WHAT YOU WILL DO
Only those lines running from the line that contains "Task: point at every instance of the woman's fingers, one" through the end of the material are to be written out, each exactly as shown.

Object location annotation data
-- START --
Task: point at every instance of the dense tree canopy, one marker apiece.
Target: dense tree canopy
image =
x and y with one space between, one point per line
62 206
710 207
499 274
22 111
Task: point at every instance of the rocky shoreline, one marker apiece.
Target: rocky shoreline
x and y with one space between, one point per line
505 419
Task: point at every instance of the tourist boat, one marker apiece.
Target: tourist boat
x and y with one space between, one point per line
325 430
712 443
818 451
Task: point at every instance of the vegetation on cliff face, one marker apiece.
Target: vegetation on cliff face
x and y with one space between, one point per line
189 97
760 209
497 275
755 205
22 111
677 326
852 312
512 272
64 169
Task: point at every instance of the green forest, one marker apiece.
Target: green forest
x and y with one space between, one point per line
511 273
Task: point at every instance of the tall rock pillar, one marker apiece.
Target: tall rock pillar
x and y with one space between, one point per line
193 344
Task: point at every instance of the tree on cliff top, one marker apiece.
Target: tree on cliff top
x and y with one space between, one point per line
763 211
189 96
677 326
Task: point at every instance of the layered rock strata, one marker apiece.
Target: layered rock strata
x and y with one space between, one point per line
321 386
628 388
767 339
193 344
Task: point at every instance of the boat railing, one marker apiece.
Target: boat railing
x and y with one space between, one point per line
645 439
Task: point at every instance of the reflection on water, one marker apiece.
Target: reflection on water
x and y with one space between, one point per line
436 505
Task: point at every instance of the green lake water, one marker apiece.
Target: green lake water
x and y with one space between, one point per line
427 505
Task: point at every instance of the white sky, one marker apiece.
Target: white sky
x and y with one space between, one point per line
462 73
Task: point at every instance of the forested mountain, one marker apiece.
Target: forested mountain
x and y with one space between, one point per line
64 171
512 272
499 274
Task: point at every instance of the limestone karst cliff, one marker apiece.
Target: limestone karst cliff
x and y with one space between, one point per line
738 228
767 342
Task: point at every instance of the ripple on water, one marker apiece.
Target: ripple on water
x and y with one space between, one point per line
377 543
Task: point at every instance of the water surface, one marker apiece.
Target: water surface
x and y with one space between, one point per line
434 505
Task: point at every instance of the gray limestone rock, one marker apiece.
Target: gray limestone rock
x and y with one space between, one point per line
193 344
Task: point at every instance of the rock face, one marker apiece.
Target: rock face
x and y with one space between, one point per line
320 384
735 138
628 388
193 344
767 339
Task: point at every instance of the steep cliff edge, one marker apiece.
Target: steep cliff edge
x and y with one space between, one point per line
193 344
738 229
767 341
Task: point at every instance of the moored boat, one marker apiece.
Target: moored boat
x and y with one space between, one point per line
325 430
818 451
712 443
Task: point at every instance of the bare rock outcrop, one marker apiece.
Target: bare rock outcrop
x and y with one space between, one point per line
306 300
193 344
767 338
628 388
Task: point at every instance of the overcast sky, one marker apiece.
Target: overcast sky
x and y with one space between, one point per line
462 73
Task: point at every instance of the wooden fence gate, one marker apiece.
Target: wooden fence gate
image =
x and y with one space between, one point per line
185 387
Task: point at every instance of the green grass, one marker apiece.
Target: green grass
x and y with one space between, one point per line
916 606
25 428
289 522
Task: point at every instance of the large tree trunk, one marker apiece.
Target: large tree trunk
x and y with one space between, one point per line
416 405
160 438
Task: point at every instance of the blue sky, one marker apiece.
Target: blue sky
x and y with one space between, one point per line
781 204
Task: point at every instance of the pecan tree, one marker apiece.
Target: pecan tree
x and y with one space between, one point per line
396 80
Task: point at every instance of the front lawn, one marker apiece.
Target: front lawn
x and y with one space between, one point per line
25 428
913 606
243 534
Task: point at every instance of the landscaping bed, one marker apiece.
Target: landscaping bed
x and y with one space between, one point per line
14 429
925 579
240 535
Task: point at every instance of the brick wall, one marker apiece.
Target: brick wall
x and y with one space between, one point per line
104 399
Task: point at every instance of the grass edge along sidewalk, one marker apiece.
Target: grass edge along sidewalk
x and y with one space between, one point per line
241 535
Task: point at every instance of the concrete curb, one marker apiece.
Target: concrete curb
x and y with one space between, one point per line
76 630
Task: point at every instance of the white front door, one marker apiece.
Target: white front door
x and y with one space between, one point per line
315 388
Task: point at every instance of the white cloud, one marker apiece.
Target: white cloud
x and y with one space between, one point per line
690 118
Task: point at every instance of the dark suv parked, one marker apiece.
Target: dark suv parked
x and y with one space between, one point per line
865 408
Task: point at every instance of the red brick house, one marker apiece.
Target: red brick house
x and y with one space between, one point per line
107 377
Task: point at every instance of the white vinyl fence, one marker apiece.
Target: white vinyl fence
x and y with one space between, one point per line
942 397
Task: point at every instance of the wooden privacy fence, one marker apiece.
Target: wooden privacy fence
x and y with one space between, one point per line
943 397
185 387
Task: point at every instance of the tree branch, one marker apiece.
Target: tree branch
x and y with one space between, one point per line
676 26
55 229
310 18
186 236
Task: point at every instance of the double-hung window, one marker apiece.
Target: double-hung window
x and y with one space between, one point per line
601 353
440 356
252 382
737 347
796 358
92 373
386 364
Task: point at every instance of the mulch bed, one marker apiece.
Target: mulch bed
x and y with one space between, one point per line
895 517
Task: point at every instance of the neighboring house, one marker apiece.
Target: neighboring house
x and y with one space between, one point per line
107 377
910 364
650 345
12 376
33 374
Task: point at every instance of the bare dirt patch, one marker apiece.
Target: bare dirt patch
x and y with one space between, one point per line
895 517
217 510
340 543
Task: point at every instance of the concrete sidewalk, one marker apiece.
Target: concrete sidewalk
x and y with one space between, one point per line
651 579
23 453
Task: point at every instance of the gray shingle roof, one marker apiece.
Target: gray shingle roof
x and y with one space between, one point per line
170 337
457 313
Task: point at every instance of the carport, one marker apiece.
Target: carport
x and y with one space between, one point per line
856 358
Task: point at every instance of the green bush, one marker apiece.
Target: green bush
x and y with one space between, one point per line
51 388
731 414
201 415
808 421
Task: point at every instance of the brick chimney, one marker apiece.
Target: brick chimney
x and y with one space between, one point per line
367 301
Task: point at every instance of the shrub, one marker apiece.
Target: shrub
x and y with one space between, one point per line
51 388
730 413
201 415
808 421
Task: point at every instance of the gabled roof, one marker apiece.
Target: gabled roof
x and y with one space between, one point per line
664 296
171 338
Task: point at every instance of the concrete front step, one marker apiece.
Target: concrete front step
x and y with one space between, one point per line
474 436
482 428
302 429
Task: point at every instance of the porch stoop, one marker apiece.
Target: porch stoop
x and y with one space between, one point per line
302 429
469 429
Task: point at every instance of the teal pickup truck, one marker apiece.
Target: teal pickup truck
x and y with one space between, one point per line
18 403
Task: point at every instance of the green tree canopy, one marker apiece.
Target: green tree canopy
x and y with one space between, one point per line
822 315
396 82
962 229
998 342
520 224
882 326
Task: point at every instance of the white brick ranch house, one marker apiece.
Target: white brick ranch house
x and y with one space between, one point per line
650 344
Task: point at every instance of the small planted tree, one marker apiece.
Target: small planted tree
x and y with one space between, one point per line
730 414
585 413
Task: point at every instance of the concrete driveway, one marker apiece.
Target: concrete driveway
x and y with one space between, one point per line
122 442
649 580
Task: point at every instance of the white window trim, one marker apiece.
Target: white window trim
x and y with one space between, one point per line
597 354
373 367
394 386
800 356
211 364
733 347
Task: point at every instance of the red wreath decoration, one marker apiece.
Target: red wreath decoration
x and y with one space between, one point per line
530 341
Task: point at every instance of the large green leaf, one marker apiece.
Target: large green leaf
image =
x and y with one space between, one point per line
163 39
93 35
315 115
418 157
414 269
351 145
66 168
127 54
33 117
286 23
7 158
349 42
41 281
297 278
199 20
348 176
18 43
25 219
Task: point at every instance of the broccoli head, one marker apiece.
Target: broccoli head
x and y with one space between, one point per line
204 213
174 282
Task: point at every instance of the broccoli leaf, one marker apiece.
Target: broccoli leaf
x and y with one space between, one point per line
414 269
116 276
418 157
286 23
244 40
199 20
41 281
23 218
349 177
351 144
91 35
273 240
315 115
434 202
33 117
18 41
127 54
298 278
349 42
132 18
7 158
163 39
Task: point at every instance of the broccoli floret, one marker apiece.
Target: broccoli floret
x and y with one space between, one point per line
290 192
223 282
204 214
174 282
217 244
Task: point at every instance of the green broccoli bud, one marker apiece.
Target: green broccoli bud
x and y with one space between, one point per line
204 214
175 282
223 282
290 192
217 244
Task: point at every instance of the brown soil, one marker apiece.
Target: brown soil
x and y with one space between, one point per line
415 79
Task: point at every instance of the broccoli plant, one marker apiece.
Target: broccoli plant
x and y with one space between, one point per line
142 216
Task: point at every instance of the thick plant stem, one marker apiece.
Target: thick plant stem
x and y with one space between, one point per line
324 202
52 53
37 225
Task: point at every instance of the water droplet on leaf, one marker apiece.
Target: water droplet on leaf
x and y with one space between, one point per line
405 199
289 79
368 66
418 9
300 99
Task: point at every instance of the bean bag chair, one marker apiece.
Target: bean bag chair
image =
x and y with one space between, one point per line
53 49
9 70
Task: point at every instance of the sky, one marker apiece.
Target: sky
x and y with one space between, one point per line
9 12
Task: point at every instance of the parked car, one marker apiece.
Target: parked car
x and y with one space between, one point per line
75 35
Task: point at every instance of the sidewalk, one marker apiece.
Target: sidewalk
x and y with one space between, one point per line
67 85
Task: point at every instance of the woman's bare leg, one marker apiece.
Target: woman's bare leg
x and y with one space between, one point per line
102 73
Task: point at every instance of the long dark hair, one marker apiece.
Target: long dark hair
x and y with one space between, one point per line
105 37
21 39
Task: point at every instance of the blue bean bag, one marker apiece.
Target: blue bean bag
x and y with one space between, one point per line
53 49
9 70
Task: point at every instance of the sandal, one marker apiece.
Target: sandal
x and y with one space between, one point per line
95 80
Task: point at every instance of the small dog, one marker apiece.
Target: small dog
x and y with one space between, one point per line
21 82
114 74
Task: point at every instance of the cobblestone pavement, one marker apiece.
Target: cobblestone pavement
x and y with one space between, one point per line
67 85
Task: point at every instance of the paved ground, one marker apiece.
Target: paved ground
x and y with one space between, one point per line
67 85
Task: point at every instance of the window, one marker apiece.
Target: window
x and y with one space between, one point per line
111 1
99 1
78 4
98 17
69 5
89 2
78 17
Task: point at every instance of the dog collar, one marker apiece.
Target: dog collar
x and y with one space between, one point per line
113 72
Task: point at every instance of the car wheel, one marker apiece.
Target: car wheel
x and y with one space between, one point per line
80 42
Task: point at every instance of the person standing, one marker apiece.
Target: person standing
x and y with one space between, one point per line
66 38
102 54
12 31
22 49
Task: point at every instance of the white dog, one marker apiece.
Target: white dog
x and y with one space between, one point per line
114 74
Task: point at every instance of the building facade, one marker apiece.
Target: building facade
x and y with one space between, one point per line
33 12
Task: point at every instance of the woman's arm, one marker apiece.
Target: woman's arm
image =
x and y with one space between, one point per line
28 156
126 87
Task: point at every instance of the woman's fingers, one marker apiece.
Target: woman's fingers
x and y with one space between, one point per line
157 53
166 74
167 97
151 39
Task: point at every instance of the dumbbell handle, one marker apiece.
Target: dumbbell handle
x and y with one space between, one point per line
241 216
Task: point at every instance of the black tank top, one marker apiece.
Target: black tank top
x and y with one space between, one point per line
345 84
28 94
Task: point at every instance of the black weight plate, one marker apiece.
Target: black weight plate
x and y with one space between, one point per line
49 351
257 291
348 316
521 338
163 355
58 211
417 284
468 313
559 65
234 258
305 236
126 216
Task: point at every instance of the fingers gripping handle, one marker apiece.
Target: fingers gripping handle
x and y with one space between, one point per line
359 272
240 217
-- END --
ANSWER IN FULL
Task: point at every instance of the woman's fingers, one marker apiece.
Target: woman's fingers
x and y with one space between, one point per line
157 53
166 74
167 97
151 39
Task: point at every instance of the dumbbell handle, one marker apiece.
Target: dumbbell handle
x and y with one space between, one point per line
241 216
Task: point at every instance of the black tank top, one marker apiece.
Target: black tank top
x and y with one space between, one point per line
345 84
28 94
Task: point at every instance of the black weight plate, one marker apiece.
Target: black weight plate
x and y with one space between, one point per line
49 351
257 291
348 316
521 338
163 355
58 211
417 284
468 313
559 65
234 258
305 236
126 216
Task: point at every instance of the fingers gripping handle, one marker apiece.
Target: fingers gripping handle
x and y with one space between, one point per line
359 272
240 217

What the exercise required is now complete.